- [READING PASSAGE]
- Opening Delimiter -

Reduce number of references in RSV phylogenetic tree - Nextclade CLI

Hello,

I’m running Nextclade CLI on some RSV samples using the RSV Nextstrain datasets and I notice the phylogenetic tree that is produced is very large. How would you suggest to subsample the dataset to reduce the number of reference sequences shown on the tree? Ideally I only want a few representative sequences (one of each rsv clade) plus my samples to be shown.

Thanks!

Hi @jojo

Can you explain your use-case a little?

There is currently no way other than creating your own dataset, either from scratch, to build a new reference tree, or by pruning the existing reference tree. The Snakemake workflows for creating these datasets are available on GitHub - you can find links in the readme file of the dataset (it is also rendered on the dataset page in Nextclade Web).

As a simpler alternative, you could post-process Nextclade’s output files to your liking. But there’s always a danger that with manual interventions you create a picture of what you’d comfortable to see, not what there is in reality.

In the time being, what you can do is if you are browsing the resulting tree in Auspice viewer (embedded into Nextclade Web or standalone), then you can filter by “Node type: New”. This will hide the reference nodes and will only keep the branches and your samples, so that they are more visible. This is the default when navigating to the tree page in Nextclade Web.

Also, you can zoom-into a particular clade if you click on a branch.

Lastly, if you just need to know the clades of your samples (e.g. for medical diagnostics) you can open output tsv file in Excel and sort rows by clade column.

I only want a few representative sequences (one of each rsv clade)

This might not be a fantastic idea - the sequences are inevitably a little fuzzy, both your input sequences and the sequences on the reference tree. So for accurate placement it makes sense to have some decent amount of diversity here and there to help resolving ambiguities. This is particularly important for low-quality and partial sequences (which happens very often in RSV sequencing) as well as in presence of contamination and recombination.

In fact, the trend seems to be the opposite - to increase tree sizes. For example, our colleagues in UCSC building Usher can work with SARS-CoV-2 trees with millions of samples. In Nextclade we limit number of reference samples for technical reasons, but we’d like to increase these limits in the future.

- Closing Delimiter -

- [DATA LISTING]
- Opening Delimiter -

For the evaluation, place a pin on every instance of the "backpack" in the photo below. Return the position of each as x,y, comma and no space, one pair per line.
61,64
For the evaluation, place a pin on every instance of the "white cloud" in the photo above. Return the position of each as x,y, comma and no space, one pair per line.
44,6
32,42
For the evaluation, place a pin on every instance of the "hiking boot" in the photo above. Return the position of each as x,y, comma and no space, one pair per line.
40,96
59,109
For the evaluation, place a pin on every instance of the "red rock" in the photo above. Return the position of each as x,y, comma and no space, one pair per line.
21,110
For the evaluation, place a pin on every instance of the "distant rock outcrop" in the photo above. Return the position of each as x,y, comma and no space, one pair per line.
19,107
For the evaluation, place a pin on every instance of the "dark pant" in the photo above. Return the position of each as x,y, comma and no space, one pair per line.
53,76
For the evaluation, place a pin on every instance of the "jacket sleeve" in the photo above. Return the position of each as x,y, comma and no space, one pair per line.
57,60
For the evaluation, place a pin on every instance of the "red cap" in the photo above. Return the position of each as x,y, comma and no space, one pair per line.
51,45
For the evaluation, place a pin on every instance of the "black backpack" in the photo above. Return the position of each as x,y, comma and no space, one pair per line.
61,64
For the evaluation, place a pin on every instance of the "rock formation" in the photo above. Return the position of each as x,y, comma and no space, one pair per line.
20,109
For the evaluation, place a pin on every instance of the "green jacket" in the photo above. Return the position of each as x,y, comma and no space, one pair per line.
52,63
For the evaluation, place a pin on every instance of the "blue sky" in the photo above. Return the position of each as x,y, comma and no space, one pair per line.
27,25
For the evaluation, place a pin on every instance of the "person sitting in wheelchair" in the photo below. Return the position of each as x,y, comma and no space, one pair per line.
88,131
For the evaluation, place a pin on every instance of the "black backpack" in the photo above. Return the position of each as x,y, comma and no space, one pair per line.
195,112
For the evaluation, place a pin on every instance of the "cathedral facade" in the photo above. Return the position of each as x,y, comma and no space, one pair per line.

- Closing Delimiter -

- [EXERCISE A]
From the Nextclade forum thread, output the text from "Reduce number of" to "use-case a little?".
- [EXERCISE B]
Summarize the Nextclade forum thread in two sentences.

- [YOUR SOLUTION A]
Reduce number of references in RSV phylogenetic tree - Nextclade CLI

Hello,

I’m running Nextclade CLI on some RSV samples using the RSV Nextstrain datasets and I notice the phylogenetic tree that is produced is very large. How would you suggest to subsample the dataset to reduce the number of reference sequences shown on the tree? Ideally I only want a few representative sequences (one of each rsv clade) plus my samples to be shown.

Thanks!

Hi @jojo

Can you explain your use-case a little?

- [YOUR SOLUTION B]
A user running Nextclade CLI on RSV samples asks how to subsample the dataset so the phylogenetic tree shows only a few representative reference sequences plus their own samples. The reply says the only way is to create one's own dataset or prune the existing reference tree, offers alternatives such as filtering by "Node type: New" in Auspice, and warns that too few references can hurt accurate placement, especially for low-quality and partial sequences.